EXERCISE:
Filter the records for lines holding the string "armrest".
Segment Start: AVAILABLE DATA
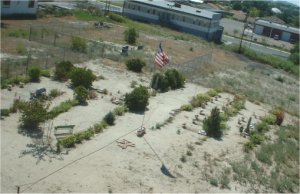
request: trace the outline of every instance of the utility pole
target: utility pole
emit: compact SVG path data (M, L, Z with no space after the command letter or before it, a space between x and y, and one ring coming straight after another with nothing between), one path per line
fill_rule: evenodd
M245 20L244 20L244 30L243 30L243 34L242 34L242 37L241 37L241 41L240 41L240 47L239 47L239 53L241 53L241 49L242 49L242 42L243 42L243 39L244 39L244 35L245 35L245 30L247 28L247 20L248 20L248 16L249 16L249 13L247 12L246 13L246 17L245 17Z

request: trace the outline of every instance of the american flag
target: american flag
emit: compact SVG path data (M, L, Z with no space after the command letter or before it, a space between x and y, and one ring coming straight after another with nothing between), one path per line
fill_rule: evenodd
M159 43L159 48L158 48L158 51L155 55L155 62L160 67L163 67L163 66L165 66L166 64L169 63L169 57L166 55L166 53L164 53L164 51L161 47L161 43Z

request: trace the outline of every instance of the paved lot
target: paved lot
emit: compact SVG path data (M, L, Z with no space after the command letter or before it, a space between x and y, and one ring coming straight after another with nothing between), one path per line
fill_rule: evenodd
M240 37L242 32L243 32L243 28L244 28L244 24L243 22L240 21L236 21L236 20L232 20L232 19L228 19L228 18L223 18L221 20L221 26L224 27L224 34L228 34L230 36L237 36ZM237 33L234 33L234 30L237 30ZM290 44L288 42L284 42L284 41L280 41L280 40L274 40L273 38L268 38L265 36L260 36L257 34L254 34L252 37L252 30L248 29L246 30L245 34L247 35L247 39L251 39L254 40L256 39L258 43L265 43L268 44L270 46L276 46L276 47L281 47L280 49L282 50L289 50L291 48L294 47L293 44Z

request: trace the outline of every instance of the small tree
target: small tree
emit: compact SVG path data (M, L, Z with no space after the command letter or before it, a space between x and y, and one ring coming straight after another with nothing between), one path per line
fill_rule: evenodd
M295 44L293 49L291 49L289 60L294 64L299 65L299 42Z
M208 118L203 121L203 129L210 137L220 138L222 136L220 111L213 108Z
M70 73L70 78L73 87L83 86L85 88L90 88L93 81L96 80L96 76L90 69L86 68L73 68Z
M160 90L162 92L165 92L169 88L169 82L165 75L161 73L155 73L152 76L151 80L151 88L155 90Z
M104 121L109 125L113 125L115 122L115 115L112 112L107 113L104 117Z
M138 32L135 30L135 28L129 28L124 32L125 41L128 44L135 44L136 39L139 37Z
M20 122L25 129L36 129L39 123L47 118L47 110L45 105L40 101L27 102L22 110Z
M142 61L141 59L129 59L126 61L127 69L135 72L141 72L142 68L146 66L145 61Z
M70 61L61 61L55 65L54 79L65 81L68 79L74 65Z
M125 96L125 104L130 111L144 111L148 105L150 95L144 86L136 87Z
M83 38L72 37L71 43L72 43L72 46L71 46L72 50L78 51L78 52L86 52L87 44Z
M83 86L78 86L74 90L75 98L79 101L79 103L83 104L86 102L89 91L83 87Z
M31 82L39 82L41 76L41 69L39 67L33 66L29 69L28 75Z

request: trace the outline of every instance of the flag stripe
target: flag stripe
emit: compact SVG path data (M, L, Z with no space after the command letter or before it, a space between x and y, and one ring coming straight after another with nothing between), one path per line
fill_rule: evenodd
M164 53L161 44L159 44L159 49L154 60L160 67L165 66L169 62L169 57L166 55L166 53Z

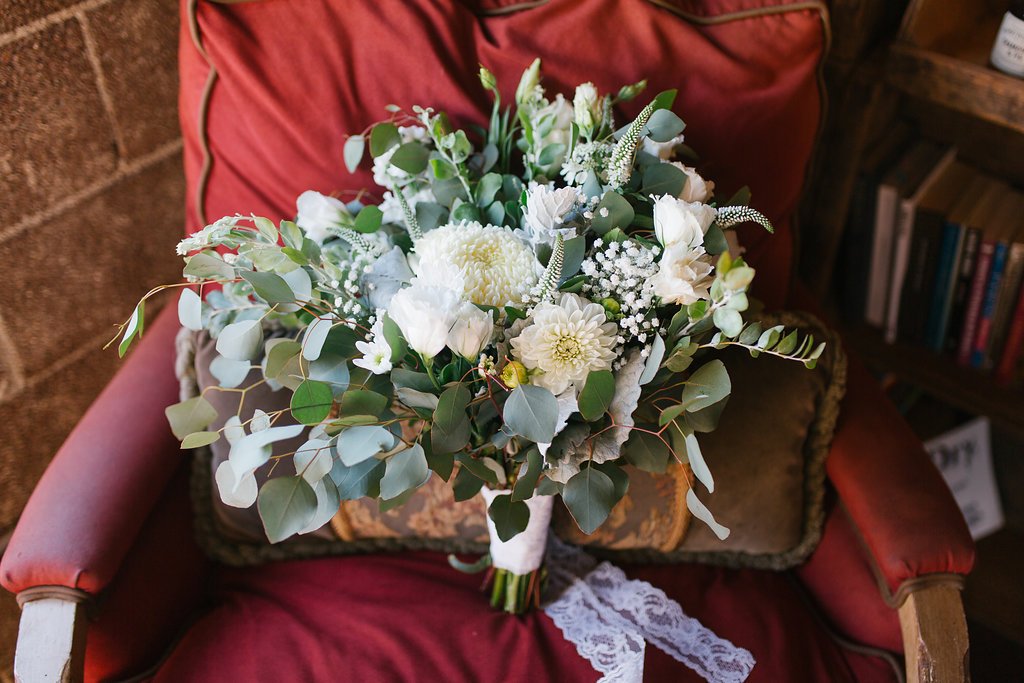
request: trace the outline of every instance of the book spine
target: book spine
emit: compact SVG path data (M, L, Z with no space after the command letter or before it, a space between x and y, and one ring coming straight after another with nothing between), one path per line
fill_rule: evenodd
M1006 345L1003 347L1002 358L996 367L996 381L1000 384L1010 384L1013 381L1013 373L1024 355L1024 287L1017 295L1017 306L1013 311L1013 319L1010 321L1010 331L1006 336Z
M907 276L907 262L910 260L910 242L914 234L914 204L904 199L899 204L896 218L896 237L893 245L892 270L889 275L889 304L885 312L885 341L896 341L900 320L900 301L903 299L903 284Z
M974 344L971 347L971 367L980 368L985 364L985 354L992 339L992 316L996 312L999 283L1002 282L1003 269L1006 267L1007 250L1006 242L998 242L992 252L992 266L989 268L985 296L982 299L981 312L978 314L978 331L974 335Z
M932 351L942 351L946 317L949 315L950 298L956 281L957 267L963 246L964 229L956 223L945 222L942 226L942 247L939 264L935 270L935 286L932 290L931 306L928 310L928 324L925 343Z
M932 299L936 298L935 272L943 239L942 218L930 211L918 211L907 270L903 276L897 338L908 344L924 344Z
M974 268L974 277L971 279L971 287L967 295L967 308L964 310L964 322L960 329L960 343L957 347L956 361L960 365L971 364L974 333L981 315L981 303L985 298L985 284L988 282L989 266L992 265L994 250L995 244L988 240L983 240L978 247L978 263Z
M966 228L964 232L963 253L960 266L957 268L956 282L953 284L953 297L949 302L949 314L945 325L945 348L943 350L954 356L960 349L960 336L967 315L967 303L974 281L974 271L978 265L978 246L981 244L981 230Z
M992 333L985 354L986 369L991 369L999 362L1010 331L1013 318L1013 307L1017 304L1017 292L1024 280L1024 242L1014 242L1006 255L1006 266L1003 268L1003 282L999 286L996 298L996 310L992 314Z
M885 324L885 304L889 296L889 275L892 265L893 228L899 194L895 187L880 185L875 202L875 235L871 241L871 269L864 320L869 325Z

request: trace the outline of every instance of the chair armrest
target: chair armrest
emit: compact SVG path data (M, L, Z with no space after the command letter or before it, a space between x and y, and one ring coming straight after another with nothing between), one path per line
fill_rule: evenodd
M826 467L894 607L922 582L957 583L971 571L974 542L949 487L853 356Z
M81 681L85 631L85 607L80 598L51 595L23 604L14 652L14 680Z
M176 307L168 306L57 452L0 561L19 593L95 595L113 578L181 463L164 408L177 402Z

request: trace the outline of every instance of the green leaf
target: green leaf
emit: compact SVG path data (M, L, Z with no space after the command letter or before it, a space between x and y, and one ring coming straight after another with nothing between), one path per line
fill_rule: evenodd
M712 255L724 254L729 250L729 243L725 239L725 233L717 225L712 225L704 233L704 249Z
M430 428L430 445L435 453L455 453L469 443L469 417L466 406L469 389L461 384L448 387L437 400Z
M410 175L417 175L427 167L430 152L419 142L407 142L400 145L391 155L391 165L397 166Z
M263 484L256 507L271 543L280 543L309 525L316 513L316 493L302 477L274 477Z
M481 209L489 206L494 201L494 196L501 189L501 175L488 173L476 186L476 205Z
M479 574L491 566L491 555L490 553L483 555L476 562L463 562L459 558L455 557L455 555L449 555L448 564L452 566L452 569L460 571L463 574Z
M677 403L676 405L668 406L661 411L661 415L658 416L658 426L664 427L672 420L675 420L680 415L686 412L685 403Z
M655 142L668 142L683 132L686 124L668 109L658 109L647 121L647 135Z
M128 353L128 348L135 341L136 337L142 336L142 330L146 324L146 302L140 301L135 310L132 311L132 317L128 319L128 324L125 325L124 334L121 336L121 343L117 346L118 358L124 358L124 354Z
M370 156L379 157L395 145L402 143L402 136L393 123L378 123L370 131Z
M418 202L416 204L416 222L420 230L429 232L445 222L448 209L436 202Z
M614 508L625 497L626 492L629 491L629 475L615 462L595 463L590 466L601 470L612 480L612 487L615 492L615 502L612 503Z
M640 386L649 383L654 379L654 375L658 373L658 368L661 367L661 361L665 358L665 340L661 338L661 335L655 335L654 341L651 342L651 353L647 356L647 362L644 365L644 371L640 374L638 380Z
M249 376L251 369L252 365L247 360L231 360L218 355L210 361L210 374L217 380L217 384L225 389L240 386Z
M181 448L200 448L216 443L220 439L220 432L192 432L181 441Z
M395 385L396 389L415 389L423 393L434 391L434 383L430 381L430 377L426 373L413 372L405 368L395 368L391 371L391 383Z
M452 210L453 221L479 221L480 209L472 204L459 204Z
M782 338L782 341L779 342L779 345L775 347L775 352L781 353L783 355L791 353L793 349L796 348L796 342L797 331L793 330L792 332L790 332L789 334Z
M424 452L427 454L427 467L444 481L452 478L452 470L455 469L455 455L452 453L435 453L430 448L430 442L424 441Z
M349 389L341 395L340 415L376 415L388 407L388 397L368 389Z
M566 482L562 501L580 530L592 534L608 519L617 502L615 484L601 470L585 467Z
M233 267L207 252L199 252L188 257L185 269L182 272L185 275L191 275L203 280L235 279L235 269Z
M560 142L553 142L540 151L537 156L538 166L550 166L558 161L565 154L565 145Z
M391 347L391 362L397 363L405 357L405 352L409 349L405 337L402 336L402 330L390 316L384 316L381 327L384 329L384 341ZM427 379L429 381L429 378Z
M513 432L535 443L555 438L558 401L547 389L530 384L512 390L504 408L505 424Z
M671 90L663 90L654 97L654 106L656 109L671 109L672 104L676 101L676 94L678 90L672 88Z
M203 329L203 300L188 287L182 289L178 297L178 322L189 330Z
M582 235L573 237L571 240L565 240L563 246L565 253L562 257L562 277L560 279L564 282L579 272L580 265L586 256L587 238Z
M267 341L267 359L263 376L275 379L284 370L285 364L299 355L302 345L294 339L270 339Z
M483 480L475 476L467 468L459 468L459 473L455 475L455 481L452 483L452 492L455 495L455 501L462 502L464 500L469 500L476 494L480 493L480 489L483 488L483 485Z
M242 278L252 285L256 295L270 305L290 304L295 301L295 293L288 283L280 275L275 273L257 273L243 270L239 273Z
M670 457L668 444L654 434L636 429L629 433L622 455L633 467L656 474L665 471Z
M761 323L752 322L743 328L740 332L739 342L740 344L752 345L757 342L758 337L761 336Z
M195 396L164 409L171 431L179 441L192 432L199 432L217 419L217 409L202 396Z
M725 412L725 406L729 403L728 397L718 403L713 403L707 408L688 411L686 413L686 424L695 432L713 432L718 428L718 421Z
M607 215L606 215L607 214ZM612 228L625 230L633 222L635 216L633 205L618 192L605 192L601 202L594 209L594 222L591 224L598 235L607 233Z
M413 444L411 448L388 458L384 477L380 480L380 497L384 500L396 498L410 489L423 486L429 478L430 468L427 467L423 447Z
M498 473L487 465L489 458L474 458L471 455L460 453L457 457L459 464L462 469L468 470L473 473L473 476L477 479L490 484L491 486L498 486ZM494 462L491 460L491 462Z
M373 204L370 204L369 206L364 206L359 210L359 213L356 214L356 220L352 224L352 227L356 232L377 232L380 230L380 224L383 220L384 214L381 213L381 210Z
M350 135L348 140L345 140L342 157L345 159L345 168L349 173L356 172L359 162L363 160L363 150L365 149L366 138L362 135Z
M744 185L740 189L736 190L736 193L729 197L722 206L749 206L750 205L750 188Z
M646 195L678 197L686 186L686 180L686 174L672 164L651 164L644 169L640 184Z
M217 353L231 360L253 360L263 347L259 320L231 323L217 336Z
M333 403L334 393L330 386L307 379L292 394L292 417L304 425L319 424L330 414Z
M391 450L395 435L380 425L349 427L338 436L336 450L341 462L349 467Z
M487 516L494 522L494 529L502 541L510 541L516 534L525 531L530 523L530 507L510 495L498 495L487 508Z
M578 399L579 412L587 422L601 419L615 397L615 376L610 370L594 370L587 375Z
M743 330L743 316L731 308L716 308L713 319L715 327L726 337L738 337Z
M355 500L364 496L376 498L380 494L380 480L384 476L385 467L384 461L375 458L352 466L335 460L331 468L331 479L338 486L338 497L341 500Z
M682 402L687 410L695 412L718 403L732 391L729 373L717 358L700 366L686 380Z
M263 216L255 216L253 217L252 222L268 242L271 244L277 244L277 226L274 225L274 221L269 218L264 218Z
M536 448L526 451L526 462L519 471L519 478L512 487L512 500L527 500L533 496L533 490L537 488L537 481L540 479L540 472L544 468L544 457Z

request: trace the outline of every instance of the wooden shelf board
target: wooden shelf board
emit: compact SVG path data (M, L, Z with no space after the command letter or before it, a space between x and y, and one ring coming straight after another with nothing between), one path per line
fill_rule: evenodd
Segment End: AVAILABLE DATA
EXERCISE OUTPUT:
request: trace the outline of every instance of the chair armrest
target: chair armrest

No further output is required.